Work request:
All entries below are to be set down again exactly as given.

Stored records

###

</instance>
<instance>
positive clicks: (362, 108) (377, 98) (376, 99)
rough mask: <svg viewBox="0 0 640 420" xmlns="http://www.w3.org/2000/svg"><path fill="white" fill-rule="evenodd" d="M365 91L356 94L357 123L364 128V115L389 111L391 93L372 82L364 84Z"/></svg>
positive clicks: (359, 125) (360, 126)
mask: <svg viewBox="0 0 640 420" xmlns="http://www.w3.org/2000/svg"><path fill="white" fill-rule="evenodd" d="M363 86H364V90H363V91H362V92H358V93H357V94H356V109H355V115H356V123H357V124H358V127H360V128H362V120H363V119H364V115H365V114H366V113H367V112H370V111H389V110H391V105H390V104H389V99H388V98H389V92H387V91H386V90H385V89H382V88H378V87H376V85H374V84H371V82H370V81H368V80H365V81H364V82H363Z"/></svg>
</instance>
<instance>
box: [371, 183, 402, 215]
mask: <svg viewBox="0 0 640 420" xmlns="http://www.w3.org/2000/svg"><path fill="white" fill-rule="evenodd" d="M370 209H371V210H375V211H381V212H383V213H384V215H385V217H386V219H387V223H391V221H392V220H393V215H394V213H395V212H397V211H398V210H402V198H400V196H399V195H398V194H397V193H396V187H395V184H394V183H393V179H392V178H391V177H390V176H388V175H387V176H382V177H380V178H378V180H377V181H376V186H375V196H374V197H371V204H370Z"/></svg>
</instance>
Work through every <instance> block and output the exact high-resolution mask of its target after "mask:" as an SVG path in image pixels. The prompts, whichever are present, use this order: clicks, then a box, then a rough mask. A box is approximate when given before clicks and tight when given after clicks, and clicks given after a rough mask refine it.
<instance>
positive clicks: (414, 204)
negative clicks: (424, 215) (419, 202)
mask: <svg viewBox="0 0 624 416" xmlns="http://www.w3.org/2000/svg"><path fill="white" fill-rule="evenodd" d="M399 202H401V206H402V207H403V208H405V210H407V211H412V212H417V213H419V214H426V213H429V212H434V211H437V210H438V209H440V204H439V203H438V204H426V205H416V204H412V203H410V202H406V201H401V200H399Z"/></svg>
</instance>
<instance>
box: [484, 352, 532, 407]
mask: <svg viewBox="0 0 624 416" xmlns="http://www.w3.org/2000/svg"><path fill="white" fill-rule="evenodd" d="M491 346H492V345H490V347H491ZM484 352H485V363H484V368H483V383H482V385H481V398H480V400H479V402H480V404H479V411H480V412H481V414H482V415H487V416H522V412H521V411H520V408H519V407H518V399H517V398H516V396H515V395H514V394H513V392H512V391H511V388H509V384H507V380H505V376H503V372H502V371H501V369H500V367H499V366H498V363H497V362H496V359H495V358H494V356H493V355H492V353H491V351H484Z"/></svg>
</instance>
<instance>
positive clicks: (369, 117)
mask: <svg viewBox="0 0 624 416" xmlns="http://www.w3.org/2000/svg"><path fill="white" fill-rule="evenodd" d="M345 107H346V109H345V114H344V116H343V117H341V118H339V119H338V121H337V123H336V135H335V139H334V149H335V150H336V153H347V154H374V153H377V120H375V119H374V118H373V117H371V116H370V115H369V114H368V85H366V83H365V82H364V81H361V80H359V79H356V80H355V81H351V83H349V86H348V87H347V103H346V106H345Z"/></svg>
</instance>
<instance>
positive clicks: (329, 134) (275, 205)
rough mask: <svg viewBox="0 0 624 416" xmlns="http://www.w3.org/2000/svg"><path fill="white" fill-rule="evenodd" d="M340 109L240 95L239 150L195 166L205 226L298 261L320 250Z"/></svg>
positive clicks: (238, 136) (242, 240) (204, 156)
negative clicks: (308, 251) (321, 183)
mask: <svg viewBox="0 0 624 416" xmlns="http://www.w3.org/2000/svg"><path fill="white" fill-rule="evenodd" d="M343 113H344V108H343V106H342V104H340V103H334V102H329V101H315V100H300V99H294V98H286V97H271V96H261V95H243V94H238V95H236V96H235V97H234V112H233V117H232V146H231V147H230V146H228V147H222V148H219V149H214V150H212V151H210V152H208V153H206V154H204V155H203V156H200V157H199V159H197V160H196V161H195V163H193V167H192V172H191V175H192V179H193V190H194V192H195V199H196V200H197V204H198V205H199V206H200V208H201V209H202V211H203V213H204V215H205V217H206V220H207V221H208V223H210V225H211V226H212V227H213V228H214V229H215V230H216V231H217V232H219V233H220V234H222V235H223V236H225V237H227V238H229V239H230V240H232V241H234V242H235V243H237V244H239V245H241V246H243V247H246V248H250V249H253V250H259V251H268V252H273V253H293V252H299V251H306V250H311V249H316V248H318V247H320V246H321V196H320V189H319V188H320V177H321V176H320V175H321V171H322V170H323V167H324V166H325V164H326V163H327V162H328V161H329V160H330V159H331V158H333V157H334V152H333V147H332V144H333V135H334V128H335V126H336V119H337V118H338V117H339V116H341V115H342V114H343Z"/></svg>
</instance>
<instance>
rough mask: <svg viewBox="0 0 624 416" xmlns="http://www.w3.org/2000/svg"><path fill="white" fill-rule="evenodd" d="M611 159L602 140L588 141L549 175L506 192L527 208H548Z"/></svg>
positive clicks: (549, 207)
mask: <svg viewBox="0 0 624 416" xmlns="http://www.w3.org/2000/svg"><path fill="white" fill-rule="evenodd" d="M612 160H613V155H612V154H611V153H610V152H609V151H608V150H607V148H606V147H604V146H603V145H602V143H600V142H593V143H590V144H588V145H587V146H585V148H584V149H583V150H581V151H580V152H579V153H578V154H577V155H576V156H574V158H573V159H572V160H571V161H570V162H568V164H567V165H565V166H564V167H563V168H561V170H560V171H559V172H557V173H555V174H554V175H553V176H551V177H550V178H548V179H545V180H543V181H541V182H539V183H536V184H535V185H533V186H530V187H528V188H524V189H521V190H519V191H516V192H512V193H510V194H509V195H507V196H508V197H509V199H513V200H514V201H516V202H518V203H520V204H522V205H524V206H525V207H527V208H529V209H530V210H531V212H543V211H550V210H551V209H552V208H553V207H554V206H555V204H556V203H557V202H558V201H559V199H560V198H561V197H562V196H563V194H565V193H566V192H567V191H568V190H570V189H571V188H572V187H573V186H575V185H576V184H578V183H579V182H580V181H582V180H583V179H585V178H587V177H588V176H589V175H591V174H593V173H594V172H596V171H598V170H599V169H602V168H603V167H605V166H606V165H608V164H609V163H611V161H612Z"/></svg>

###

Solution to this task:
</instance>
<instance>
positive clicks: (362, 108) (377, 98) (376, 99)
rough mask: <svg viewBox="0 0 640 420" xmlns="http://www.w3.org/2000/svg"><path fill="white" fill-rule="evenodd" d="M365 91L356 94L357 123L364 128V115L389 111L391 93L372 82L364 84Z"/></svg>
positive clicks: (359, 125) (360, 126)
mask: <svg viewBox="0 0 640 420" xmlns="http://www.w3.org/2000/svg"><path fill="white" fill-rule="evenodd" d="M363 86H364V90H363V91H362V92H358V93H357V94H356V109H355V115H356V123H357V124H358V127H360V128H362V120H363V119H364V115H365V114H366V113H367V112H370V111H389V110H391V105H390V104H389V99H388V98H389V92H387V91H386V90H385V89H382V88H378V87H376V85H374V84H371V82H370V81H368V80H365V81H364V82H363Z"/></svg>
</instance>
<instance>
box: [371, 183, 402, 215]
mask: <svg viewBox="0 0 640 420" xmlns="http://www.w3.org/2000/svg"><path fill="white" fill-rule="evenodd" d="M370 209H371V210H375V211H381V212H383V213H384V215H385V217H386V219H387V223H391V221H392V220H393V215H394V213H395V212H397V211H398V210H402V198H400V196H399V195H398V194H397V193H396V187H395V184H394V183H393V179H392V178H391V177H390V176H388V175H387V176H382V177H380V178H378V180H377V181H376V186H375V196H374V197H371V204H370Z"/></svg>
</instance>
Work through every <instance> block and output the exact high-resolution mask of its target after "mask:" as an SVG path in image pixels. The prompts, whichever are present, use this order: clicks, then a box, then a rough mask. A box is approximate when given before clicks and tight when given after clicks, and clicks given after a rough mask refine it.
<instance>
positive clicks: (414, 204)
negative clicks: (424, 215) (419, 202)
mask: <svg viewBox="0 0 624 416" xmlns="http://www.w3.org/2000/svg"><path fill="white" fill-rule="evenodd" d="M399 202H401V206H402V207H403V208H405V210H407V211H412V212H417V213H419V214H426V213H429V212H434V211H437V210H438V209H440V204H439V203H438V204H426V205H416V204H412V203H410V202H406V201H401V200H399Z"/></svg>
</instance>
<instance>
box: [484, 352, 532, 407]
mask: <svg viewBox="0 0 624 416" xmlns="http://www.w3.org/2000/svg"><path fill="white" fill-rule="evenodd" d="M491 346H492V345H490V347H491ZM484 352H485V363H484V368H483V383H482V385H481V398H480V400H479V402H480V404H479V411H480V412H481V414H482V415H487V416H522V412H521V411H520V408H519V407H518V399H517V398H516V396H515V395H514V394H513V392H512V391H511V388H509V384H507V380H505V376H503V372H502V371H501V369H500V367H499V366H498V363H497V362H496V359H495V358H494V356H493V355H492V353H491V351H484Z"/></svg>
</instance>
<instance>
positive clicks: (369, 117)
mask: <svg viewBox="0 0 624 416" xmlns="http://www.w3.org/2000/svg"><path fill="white" fill-rule="evenodd" d="M345 107H346V109H345V114H344V116H343V117H341V118H339V119H338V121H337V123H336V135H335V139H334V149H335V150H336V153H347V154H374V153H377V120H375V119H374V118H373V117H371V116H370V115H369V114H368V85H366V83H365V82H364V81H361V80H359V79H356V80H355V81H351V83H349V86H348V87H347V103H346V106H345Z"/></svg>
</instance>
<instance>
positive clicks: (329, 134) (275, 205)
rough mask: <svg viewBox="0 0 624 416" xmlns="http://www.w3.org/2000/svg"><path fill="white" fill-rule="evenodd" d="M340 109L240 95L239 150L195 166L205 226L298 261L320 250Z"/></svg>
positive clicks: (238, 136) (242, 240) (204, 156)
negative clicks: (308, 251) (321, 183)
mask: <svg viewBox="0 0 624 416" xmlns="http://www.w3.org/2000/svg"><path fill="white" fill-rule="evenodd" d="M343 113H344V108H343V106H342V104H340V103H334V102H329V101H315V100H300V99H294V98H286V97H271V96H261V95H243V94H238V95H236V96H235V97H234V112H233V117H232V146H231V147H230V146H228V147H222V148H219V149H214V150H212V151H210V152H208V153H206V154H204V155H203V156H200V157H199V159H197V160H196V161H195V163H193V167H192V172H191V175H192V179H193V190H194V192H195V199H196V200H197V204H198V205H199V206H200V208H201V209H202V211H203V213H204V215H205V217H206V220H207V221H208V223H210V225H211V226H212V227H213V228H214V229H215V230H216V231H217V232H219V233H220V234H222V235H223V236H225V237H227V238H229V239H230V240H232V241H234V242H235V243H237V244H239V245H241V246H243V247H246V248H250V249H253V250H259V251H268V252H273V253H293V252H299V251H306V250H311V249H316V248H318V247H320V246H321V196H320V189H319V188H320V177H321V176H320V175H321V171H322V170H323V167H324V166H325V164H326V163H327V162H328V161H329V160H330V159H331V158H333V157H334V152H333V147H332V144H333V135H334V128H335V126H336V119H337V118H338V117H339V116H341V115H342V114H343Z"/></svg>
</instance>
<instance>
rough mask: <svg viewBox="0 0 624 416" xmlns="http://www.w3.org/2000/svg"><path fill="white" fill-rule="evenodd" d="M611 159L602 140L588 141L549 175L506 192L527 208H548Z"/></svg>
positive clicks: (549, 207)
mask: <svg viewBox="0 0 624 416" xmlns="http://www.w3.org/2000/svg"><path fill="white" fill-rule="evenodd" d="M612 160H613V155H612V154H611V153H610V152H609V151H608V150H607V148H606V147H604V146H603V145H602V143H600V142H593V143H590V144H588V145H587V146H585V148H584V149H583V150H581V151H580V152H579V153H578V154H577V155H576V156H574V158H573V159H572V160H571V161H570V162H568V164H567V165H565V166H564V167H563V168H561V170H560V171H559V172H557V173H555V174H554V175H553V176H551V177H550V178H548V179H545V180H543V181H541V182H539V183H536V184H535V185H533V186H530V187H528V188H524V189H521V190H519V191H516V192H512V193H510V194H509V195H507V196H508V197H509V199H513V200H514V201H516V202H518V203H520V204H522V205H524V206H525V207H527V208H529V209H530V210H531V212H543V211H550V210H551V209H552V208H553V207H554V206H555V204H556V203H557V202H558V201H559V199H560V198H561V197H562V196H563V194H565V193H566V192H567V191H568V190H570V189H571V188H572V187H573V186H575V185H576V184H578V183H579V182H580V181H582V180H583V179H585V178H587V177H588V176H589V175H591V174H593V173H594V172H596V171H598V170H599V169H602V168H603V167H605V166H606V165H608V164H609V163H611V161H612Z"/></svg>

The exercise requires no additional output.